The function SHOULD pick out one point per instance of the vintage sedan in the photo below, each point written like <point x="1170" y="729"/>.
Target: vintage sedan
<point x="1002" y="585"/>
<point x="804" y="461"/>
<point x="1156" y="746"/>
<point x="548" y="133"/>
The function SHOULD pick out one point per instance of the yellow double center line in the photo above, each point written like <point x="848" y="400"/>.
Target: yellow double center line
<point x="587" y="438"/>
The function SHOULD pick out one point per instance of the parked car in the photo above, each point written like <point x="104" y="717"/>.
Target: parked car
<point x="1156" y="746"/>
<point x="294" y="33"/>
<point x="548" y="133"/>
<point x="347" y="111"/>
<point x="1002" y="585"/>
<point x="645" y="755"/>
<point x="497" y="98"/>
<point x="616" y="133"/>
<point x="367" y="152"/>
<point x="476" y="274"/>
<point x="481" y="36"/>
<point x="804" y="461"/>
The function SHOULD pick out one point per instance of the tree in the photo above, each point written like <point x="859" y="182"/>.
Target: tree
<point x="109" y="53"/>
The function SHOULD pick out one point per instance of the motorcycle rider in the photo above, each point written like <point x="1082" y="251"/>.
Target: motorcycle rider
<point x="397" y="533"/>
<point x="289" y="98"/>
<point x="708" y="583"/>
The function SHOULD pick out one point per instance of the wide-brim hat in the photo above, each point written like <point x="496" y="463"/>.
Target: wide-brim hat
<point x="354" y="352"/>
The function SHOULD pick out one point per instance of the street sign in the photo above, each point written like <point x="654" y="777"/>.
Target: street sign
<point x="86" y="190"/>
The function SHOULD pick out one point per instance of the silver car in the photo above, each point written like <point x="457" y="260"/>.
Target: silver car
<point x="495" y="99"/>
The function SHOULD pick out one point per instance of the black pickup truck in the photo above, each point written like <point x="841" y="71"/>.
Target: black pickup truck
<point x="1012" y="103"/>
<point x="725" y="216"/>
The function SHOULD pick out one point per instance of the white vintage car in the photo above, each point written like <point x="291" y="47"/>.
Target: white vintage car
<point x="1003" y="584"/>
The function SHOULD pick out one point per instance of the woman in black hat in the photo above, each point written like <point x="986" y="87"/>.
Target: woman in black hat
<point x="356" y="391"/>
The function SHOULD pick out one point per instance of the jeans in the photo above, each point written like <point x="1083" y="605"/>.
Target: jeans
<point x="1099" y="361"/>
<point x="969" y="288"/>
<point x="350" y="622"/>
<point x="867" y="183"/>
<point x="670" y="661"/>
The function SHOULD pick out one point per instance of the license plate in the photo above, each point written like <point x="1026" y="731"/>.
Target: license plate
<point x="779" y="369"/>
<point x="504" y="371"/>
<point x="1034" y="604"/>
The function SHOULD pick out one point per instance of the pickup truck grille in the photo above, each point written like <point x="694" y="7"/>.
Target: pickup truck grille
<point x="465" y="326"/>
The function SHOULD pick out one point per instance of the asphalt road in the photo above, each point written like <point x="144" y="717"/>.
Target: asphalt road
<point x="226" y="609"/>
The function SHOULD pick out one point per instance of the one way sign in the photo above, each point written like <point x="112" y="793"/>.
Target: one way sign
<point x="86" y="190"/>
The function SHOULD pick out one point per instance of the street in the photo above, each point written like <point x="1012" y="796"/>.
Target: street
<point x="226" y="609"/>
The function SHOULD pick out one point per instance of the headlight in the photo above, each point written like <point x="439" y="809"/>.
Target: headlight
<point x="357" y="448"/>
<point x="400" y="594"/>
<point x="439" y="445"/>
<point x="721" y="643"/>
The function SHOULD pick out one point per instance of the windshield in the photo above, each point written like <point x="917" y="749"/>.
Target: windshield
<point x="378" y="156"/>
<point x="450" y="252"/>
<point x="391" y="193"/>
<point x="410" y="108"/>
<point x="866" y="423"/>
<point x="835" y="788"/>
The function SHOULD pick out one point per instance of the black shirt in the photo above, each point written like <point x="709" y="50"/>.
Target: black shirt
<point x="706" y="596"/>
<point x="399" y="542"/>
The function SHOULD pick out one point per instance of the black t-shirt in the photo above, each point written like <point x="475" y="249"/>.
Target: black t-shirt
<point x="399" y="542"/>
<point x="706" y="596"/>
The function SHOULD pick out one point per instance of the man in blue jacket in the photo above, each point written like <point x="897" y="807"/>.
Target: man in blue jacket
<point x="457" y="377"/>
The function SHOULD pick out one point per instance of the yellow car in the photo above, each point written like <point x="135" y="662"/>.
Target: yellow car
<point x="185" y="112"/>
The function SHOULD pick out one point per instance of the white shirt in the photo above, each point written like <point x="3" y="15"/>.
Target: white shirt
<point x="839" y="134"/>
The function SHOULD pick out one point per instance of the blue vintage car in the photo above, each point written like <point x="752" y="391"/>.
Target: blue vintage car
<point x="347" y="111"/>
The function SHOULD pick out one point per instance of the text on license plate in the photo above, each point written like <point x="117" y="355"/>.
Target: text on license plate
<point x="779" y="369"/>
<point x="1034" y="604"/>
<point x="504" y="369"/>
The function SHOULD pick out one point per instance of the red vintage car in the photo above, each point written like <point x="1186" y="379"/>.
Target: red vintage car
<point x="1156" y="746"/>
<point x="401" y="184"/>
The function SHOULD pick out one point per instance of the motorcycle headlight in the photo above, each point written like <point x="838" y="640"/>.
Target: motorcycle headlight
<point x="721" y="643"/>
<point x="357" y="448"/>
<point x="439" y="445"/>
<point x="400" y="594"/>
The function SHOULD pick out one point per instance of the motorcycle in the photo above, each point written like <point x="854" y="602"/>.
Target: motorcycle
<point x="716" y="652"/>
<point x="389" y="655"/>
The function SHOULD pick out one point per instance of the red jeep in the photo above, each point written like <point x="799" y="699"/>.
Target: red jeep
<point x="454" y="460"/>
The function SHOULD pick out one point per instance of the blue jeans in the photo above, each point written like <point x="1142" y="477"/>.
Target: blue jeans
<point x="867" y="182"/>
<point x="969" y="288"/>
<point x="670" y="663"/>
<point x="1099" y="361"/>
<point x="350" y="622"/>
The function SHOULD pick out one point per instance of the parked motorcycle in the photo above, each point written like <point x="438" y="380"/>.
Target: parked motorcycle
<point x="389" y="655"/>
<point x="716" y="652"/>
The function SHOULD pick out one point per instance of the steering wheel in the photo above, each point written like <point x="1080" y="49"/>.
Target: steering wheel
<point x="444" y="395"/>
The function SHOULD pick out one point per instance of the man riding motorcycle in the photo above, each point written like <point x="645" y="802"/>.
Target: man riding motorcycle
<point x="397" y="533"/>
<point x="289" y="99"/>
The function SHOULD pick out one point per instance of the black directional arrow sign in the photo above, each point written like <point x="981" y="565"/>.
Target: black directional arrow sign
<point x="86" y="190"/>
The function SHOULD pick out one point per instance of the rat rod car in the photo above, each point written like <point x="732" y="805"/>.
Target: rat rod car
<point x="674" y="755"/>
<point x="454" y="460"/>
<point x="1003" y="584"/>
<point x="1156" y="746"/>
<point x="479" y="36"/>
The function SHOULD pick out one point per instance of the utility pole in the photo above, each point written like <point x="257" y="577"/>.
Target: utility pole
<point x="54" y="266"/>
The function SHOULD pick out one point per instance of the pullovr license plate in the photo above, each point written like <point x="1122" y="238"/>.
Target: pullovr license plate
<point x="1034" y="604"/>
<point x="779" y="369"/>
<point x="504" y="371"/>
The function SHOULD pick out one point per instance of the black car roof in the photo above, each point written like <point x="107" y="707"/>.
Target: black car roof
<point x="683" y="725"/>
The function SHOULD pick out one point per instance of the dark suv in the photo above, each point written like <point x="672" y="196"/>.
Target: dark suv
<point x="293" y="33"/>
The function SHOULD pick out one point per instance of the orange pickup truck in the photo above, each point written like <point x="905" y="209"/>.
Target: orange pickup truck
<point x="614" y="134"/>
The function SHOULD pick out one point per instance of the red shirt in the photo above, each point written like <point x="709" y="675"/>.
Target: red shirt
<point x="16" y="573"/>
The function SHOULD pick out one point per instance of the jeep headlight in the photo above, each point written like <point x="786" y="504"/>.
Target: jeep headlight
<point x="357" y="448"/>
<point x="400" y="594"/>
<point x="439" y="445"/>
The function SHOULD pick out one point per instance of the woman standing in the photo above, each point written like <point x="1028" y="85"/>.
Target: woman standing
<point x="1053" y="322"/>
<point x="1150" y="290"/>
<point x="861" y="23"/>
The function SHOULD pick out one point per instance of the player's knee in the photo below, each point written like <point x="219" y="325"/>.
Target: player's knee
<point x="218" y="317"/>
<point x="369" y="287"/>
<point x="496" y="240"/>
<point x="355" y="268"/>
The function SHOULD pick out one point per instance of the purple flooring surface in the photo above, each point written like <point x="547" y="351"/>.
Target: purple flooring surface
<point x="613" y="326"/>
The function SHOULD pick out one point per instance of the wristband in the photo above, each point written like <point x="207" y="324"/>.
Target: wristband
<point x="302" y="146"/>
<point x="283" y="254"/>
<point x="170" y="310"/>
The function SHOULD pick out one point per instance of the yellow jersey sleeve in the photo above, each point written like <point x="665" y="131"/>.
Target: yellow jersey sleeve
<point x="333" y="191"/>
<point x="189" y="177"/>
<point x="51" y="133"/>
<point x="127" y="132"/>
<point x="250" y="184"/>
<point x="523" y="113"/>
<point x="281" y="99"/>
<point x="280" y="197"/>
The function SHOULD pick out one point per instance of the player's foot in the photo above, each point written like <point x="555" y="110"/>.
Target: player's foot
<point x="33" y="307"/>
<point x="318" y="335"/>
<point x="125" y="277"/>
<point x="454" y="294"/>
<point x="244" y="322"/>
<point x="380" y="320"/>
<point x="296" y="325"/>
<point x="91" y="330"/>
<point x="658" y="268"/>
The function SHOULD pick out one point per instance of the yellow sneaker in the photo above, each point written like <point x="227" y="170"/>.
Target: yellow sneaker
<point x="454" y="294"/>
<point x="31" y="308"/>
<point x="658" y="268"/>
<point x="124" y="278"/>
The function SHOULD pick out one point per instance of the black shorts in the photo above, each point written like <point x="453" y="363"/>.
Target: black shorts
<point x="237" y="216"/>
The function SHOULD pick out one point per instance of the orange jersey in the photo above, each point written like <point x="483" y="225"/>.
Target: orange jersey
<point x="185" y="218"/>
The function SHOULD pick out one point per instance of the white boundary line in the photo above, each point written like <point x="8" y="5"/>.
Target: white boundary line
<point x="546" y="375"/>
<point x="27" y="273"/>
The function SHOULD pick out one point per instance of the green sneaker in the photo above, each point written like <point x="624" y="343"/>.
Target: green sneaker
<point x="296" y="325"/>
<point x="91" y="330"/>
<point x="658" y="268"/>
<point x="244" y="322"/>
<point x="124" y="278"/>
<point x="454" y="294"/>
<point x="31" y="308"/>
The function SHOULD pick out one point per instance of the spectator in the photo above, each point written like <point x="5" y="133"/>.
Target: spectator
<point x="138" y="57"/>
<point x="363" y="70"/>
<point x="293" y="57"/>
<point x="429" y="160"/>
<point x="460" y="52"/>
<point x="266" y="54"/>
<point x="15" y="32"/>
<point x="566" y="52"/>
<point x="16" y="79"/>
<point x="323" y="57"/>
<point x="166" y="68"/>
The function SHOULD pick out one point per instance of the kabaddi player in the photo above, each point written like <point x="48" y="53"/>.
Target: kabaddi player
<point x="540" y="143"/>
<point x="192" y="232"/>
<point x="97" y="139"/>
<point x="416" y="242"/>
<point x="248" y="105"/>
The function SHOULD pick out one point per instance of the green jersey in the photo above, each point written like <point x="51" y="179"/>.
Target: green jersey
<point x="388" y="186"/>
-=-=-
AUFGABE: Gib alles von der Zeile mit „of the kabaddi“ bis einschließlich zum Ende der Einträge erneut wieder, die Aufforderungszeilen eingeschlossen. Skaliere dabei jede Punktkoordinate in den Antworten mit dem Faktor 1,6 und runde auf ganze Zahlen, wobei halbe Werte aufgerundet werden.

LÖSUNG:
The function SHOULD pick out one point per instance of the kabaddi player in the photo above, each point written like <point x="48" y="53"/>.
Target: kabaddi player
<point x="864" y="229"/>
<point x="307" y="371"/>
<point x="155" y="222"/>
<point x="666" y="387"/>
<point x="397" y="168"/>
The function SHOULD pick out one point per instance of the green jersey in the photo above, each point written like <point x="51" y="179"/>.
Target: green jersey
<point x="621" y="298"/>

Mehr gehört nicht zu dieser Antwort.